(begin)

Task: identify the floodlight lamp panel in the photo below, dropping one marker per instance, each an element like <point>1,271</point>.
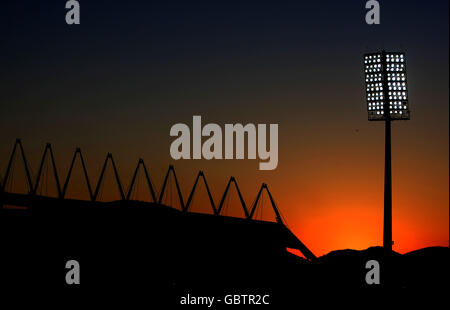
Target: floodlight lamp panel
<point>386,86</point>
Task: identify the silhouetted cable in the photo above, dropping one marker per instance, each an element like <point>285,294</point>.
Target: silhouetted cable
<point>156,197</point>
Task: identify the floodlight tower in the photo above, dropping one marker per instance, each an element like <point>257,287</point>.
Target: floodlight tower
<point>387,100</point>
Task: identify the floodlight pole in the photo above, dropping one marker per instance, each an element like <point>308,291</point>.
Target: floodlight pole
<point>387,227</point>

(end)

Stated task
Output each line from the one containing "Task: identify the floodlight tower" through the last line of the items, both ends included, as a numbered list with blank lines omitted.

Response
1. Task: identify the floodlight tower in the photo above, dropping one marker per instance, each an element like <point>257,287</point>.
2. Target: floodlight tower
3. <point>387,100</point>
4. Task: identify the floodlight pole in the photo above, dropping one marker per instance, each an element like <point>308,291</point>.
5. Target: floodlight pole
6. <point>387,227</point>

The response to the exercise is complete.